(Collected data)
=== Begin Enclosure ===

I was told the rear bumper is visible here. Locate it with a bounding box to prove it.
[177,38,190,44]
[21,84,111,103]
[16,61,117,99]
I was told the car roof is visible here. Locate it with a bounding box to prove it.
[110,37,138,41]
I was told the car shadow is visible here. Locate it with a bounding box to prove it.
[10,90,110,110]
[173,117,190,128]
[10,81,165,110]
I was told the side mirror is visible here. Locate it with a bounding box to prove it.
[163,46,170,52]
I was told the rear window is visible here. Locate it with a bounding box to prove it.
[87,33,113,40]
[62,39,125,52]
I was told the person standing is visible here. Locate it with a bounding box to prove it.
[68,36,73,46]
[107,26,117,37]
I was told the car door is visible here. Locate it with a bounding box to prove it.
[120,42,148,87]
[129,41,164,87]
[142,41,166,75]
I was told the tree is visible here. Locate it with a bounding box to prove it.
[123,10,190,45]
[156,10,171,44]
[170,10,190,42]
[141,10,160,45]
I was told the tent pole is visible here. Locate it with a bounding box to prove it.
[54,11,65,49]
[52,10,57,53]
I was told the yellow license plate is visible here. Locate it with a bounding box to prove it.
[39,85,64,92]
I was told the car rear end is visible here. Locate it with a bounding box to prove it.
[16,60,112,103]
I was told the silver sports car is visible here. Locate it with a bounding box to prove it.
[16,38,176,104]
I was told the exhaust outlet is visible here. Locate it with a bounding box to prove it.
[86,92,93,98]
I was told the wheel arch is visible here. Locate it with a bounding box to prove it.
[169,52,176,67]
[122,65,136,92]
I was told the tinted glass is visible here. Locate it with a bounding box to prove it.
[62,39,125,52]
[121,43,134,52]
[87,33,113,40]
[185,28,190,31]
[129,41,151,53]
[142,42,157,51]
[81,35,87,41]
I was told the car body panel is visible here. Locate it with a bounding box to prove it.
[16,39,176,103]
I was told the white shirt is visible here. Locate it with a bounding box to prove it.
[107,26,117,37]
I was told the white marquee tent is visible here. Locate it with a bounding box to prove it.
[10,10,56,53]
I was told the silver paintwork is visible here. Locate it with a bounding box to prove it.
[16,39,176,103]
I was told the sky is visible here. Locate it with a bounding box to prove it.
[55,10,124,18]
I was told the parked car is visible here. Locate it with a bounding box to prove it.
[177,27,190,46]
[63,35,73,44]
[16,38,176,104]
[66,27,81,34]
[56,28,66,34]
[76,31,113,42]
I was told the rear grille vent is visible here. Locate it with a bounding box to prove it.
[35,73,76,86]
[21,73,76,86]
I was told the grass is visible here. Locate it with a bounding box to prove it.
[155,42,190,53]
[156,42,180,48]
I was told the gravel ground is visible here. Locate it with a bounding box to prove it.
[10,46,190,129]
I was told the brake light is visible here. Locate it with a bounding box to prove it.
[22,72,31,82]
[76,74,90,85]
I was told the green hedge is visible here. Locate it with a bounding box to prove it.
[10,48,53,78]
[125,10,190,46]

=== End Enclosure ===

About this task:
Each line, starting with the one containing "I was told the sky" and ending with the last line of the records above, should be reproduced exactly.

Output:
I was told the sky is visible here. Locate it with a bounding box to prove it.
[55,10,124,18]
I was told the parked car is visible here. Locate it with a bounding box to prove it.
[177,27,190,46]
[63,35,73,44]
[16,38,176,104]
[66,27,81,34]
[56,28,66,34]
[76,31,113,42]
I was told the rear grille vent is visible here. Locate it with a bounding box to prove it.
[35,73,76,86]
[21,73,76,86]
I was told the grass is visible here. Locate it with a bounding box to prove it.
[155,42,190,53]
[156,42,180,48]
I was told the gravel ground is visible here. Locate it with a bounding box to prove it.
[10,46,190,129]
I was told the brake light is visible here. Locate it with a bounding box to prove it.
[22,72,31,82]
[76,74,90,85]
I was told the green hedge is visible here. Locate it with a bounding box to prove it.
[10,48,53,78]
[125,10,190,46]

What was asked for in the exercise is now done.